# Document
**********

# First shots of the Aquadive BS100 Bronze



## arutlosjr11

I am pleased to unveil the first three pictures of the Aquadive BS100 Bronze (brown dial, crown and strap/ buckle). I hope that you're as amazed as I am. Again, thank you all for your continued support.

Without further ado...

Aquadive BS100 Bronze


----------



## W. C. Bartlett

Well done!!!!!!!


----------



## Beano

Phew! I'm a happy watch fan tonight..

Thanks for posting the pics Ariel.

Beano


----------



## Eric L.

She's a beauty!


----------



## bobabreath

Simply stunning! It seems the brown parts are very dark, almost black which I think looks great!

Will this version have a lumed pip on the bezel?


----------



## Spring-Diver

Looks great!!!.....please make a BS300 Bronze with green dial:-!

Cheers
Shannon


----------



## JayVeeez

Wow! For a tool type watch, that is a looker!


----------



## Eray

Really nice brown, and really nice use of the really nice brown.


----------



## arutlosjr11

bobabreath said:


> Simply stunning! It seems the brown parts are very dark, almost black which I think looks great!
> 
> Will this version have a lumed pip on the bezel?


Yes, this one (and all new versions of the BS100) will have lumed pips...


----------



## jefnando

thats one sweeeeeet watch... love the bronze, love the isofrane


----------



## Tony A.H

Beautiful.


----------



## Cowbiker

Like it. I'm in.
:-!


----------



## PloProf Pimp

Brown version and Bronze case back for me! Can't wait!!


----------



## arutlosjr11

PloProf Pimp said:


> Brown version and Bronze case back for me! Can't wait!!


After pondering this dilemma a bit, I'm going with the same combo.


----------



## Dimitris

Wow! I can't wait. Looks better in real life.
I hope for a happy Easter.

Regards
Dimitris


----------



## Lew

congrats  nice watch


----------



## Kermit e Froggy

Wow man! I'm late but e final product got me excited! Loves e caramel on chocolate combination! Truly a unique combo for Aquadive ya". Well done Aquadive team (",) but I'm in dilemma now...

**********

# Raw entries
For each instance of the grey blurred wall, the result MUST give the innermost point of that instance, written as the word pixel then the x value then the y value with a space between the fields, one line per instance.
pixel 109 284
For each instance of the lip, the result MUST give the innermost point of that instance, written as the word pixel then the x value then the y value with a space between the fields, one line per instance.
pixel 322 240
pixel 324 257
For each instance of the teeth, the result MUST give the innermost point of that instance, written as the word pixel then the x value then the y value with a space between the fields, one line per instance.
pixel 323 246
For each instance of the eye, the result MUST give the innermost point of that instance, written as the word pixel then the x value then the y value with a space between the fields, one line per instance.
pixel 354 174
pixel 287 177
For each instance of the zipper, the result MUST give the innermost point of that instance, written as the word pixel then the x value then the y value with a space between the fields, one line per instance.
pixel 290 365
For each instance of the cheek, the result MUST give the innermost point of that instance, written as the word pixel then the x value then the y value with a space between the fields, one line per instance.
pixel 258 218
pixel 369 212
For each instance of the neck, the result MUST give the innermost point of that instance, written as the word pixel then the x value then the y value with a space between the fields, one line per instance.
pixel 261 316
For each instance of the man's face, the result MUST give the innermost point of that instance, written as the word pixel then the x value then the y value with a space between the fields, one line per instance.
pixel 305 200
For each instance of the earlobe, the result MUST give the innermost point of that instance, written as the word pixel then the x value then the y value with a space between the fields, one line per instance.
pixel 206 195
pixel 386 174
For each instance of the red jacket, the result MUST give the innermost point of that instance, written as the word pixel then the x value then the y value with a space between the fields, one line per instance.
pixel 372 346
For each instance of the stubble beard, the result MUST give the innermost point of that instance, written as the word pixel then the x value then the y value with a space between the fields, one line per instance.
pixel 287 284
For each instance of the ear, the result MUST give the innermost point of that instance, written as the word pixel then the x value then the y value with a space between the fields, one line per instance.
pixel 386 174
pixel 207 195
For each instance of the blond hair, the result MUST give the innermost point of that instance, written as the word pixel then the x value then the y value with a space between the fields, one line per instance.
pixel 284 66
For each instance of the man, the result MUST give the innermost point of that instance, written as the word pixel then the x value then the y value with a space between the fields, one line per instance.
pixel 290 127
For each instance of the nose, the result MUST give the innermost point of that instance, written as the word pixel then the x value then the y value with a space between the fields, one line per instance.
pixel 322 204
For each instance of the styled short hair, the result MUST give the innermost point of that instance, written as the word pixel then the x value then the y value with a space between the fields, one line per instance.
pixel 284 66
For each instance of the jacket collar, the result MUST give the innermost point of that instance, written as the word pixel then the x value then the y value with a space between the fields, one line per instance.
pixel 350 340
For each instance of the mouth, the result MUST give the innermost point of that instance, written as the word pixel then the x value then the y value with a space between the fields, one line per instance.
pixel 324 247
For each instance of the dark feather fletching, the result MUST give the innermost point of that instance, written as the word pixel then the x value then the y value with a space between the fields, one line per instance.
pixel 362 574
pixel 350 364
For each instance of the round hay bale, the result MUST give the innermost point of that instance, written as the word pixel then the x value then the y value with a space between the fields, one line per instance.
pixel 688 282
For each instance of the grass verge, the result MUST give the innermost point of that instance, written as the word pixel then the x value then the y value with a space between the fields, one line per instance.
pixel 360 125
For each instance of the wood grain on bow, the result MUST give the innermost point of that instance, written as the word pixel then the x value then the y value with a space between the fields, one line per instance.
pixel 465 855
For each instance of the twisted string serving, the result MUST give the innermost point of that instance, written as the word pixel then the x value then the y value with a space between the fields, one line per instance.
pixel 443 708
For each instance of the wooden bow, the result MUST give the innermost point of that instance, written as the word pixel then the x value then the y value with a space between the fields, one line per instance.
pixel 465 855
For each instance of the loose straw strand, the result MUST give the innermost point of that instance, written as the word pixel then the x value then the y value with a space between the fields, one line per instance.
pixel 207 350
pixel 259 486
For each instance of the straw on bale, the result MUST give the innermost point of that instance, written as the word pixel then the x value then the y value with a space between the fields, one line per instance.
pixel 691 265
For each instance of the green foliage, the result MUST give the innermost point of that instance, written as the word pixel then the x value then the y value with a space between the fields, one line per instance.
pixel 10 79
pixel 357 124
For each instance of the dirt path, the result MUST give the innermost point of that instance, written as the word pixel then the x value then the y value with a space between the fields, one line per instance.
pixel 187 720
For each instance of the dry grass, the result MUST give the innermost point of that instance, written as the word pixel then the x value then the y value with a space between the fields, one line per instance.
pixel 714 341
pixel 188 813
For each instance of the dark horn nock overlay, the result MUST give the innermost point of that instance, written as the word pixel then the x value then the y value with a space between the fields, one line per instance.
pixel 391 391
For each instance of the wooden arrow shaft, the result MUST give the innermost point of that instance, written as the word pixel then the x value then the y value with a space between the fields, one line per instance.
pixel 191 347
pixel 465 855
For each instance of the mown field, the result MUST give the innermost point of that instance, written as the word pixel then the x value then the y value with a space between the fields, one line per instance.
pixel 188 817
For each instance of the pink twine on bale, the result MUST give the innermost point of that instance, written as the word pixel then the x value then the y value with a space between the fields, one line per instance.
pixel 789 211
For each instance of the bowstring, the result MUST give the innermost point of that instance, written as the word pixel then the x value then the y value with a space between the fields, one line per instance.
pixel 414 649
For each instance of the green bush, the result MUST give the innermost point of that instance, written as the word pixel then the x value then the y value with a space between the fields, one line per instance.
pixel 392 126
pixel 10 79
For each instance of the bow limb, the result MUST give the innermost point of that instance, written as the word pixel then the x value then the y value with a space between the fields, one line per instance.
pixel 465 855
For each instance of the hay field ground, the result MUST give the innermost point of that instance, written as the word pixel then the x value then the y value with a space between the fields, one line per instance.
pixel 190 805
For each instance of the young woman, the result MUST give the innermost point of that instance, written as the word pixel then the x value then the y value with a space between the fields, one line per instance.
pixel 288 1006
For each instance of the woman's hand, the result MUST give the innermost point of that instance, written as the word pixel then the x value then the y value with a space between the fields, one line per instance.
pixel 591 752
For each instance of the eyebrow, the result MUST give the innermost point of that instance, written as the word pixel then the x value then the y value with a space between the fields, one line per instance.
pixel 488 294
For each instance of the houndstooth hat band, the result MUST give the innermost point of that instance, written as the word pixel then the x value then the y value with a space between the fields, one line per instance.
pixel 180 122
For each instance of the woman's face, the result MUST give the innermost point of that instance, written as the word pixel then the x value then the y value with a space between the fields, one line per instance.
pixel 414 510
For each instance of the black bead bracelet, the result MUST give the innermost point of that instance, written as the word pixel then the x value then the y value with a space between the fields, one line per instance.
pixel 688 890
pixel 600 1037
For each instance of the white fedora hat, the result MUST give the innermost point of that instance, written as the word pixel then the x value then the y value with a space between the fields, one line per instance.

**********

# What you are asked to do
Answer these questions from the thread:
(a) How many pictures of the watch did the first post unveil?
(b) Besides this one, which versions of the BS100 will have lumed pips?
(c) What model and dial color did Spring-Diver ask to have made?
The entries have no connection to the thread.

# Finished task
(a) Three.
(b) All new versions of the BS100.
(c) A BS300 Bronze with a green dial.